═════ MATERIAL SHOWN
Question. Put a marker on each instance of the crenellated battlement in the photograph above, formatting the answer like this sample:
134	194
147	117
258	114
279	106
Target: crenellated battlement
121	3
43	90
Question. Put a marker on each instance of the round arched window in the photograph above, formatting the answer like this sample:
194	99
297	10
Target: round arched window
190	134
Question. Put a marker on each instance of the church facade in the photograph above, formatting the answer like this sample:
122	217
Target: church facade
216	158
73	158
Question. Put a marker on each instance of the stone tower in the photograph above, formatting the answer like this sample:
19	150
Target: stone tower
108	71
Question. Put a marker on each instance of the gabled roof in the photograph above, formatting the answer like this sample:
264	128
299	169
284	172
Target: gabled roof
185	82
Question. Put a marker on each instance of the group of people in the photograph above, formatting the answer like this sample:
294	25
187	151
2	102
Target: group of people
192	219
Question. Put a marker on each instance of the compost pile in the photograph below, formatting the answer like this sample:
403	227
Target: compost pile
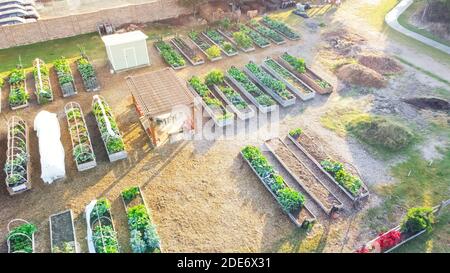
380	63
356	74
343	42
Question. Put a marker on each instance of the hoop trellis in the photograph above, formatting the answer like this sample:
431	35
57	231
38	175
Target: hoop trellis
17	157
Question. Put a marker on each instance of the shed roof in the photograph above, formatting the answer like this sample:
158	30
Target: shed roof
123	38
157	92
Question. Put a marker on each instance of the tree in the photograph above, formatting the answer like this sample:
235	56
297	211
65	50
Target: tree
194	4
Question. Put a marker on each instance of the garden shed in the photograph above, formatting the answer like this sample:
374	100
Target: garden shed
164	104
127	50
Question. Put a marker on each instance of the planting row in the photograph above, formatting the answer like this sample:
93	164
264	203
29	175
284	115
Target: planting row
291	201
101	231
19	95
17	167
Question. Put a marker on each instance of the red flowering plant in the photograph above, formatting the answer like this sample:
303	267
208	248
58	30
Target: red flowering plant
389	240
══════════
═════ MATERIAL SHOWN
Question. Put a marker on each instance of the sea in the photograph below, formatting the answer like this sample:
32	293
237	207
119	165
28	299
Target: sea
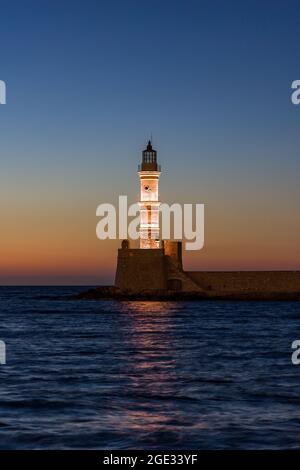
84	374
══════════
═════ MATERIAL SHOWN
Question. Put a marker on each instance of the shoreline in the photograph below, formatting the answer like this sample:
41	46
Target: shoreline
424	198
══════════
**ACTIVITY**
Only a number is wanted: how many lines of the material include the word "below".

**PROBLEM SOLUTION**
3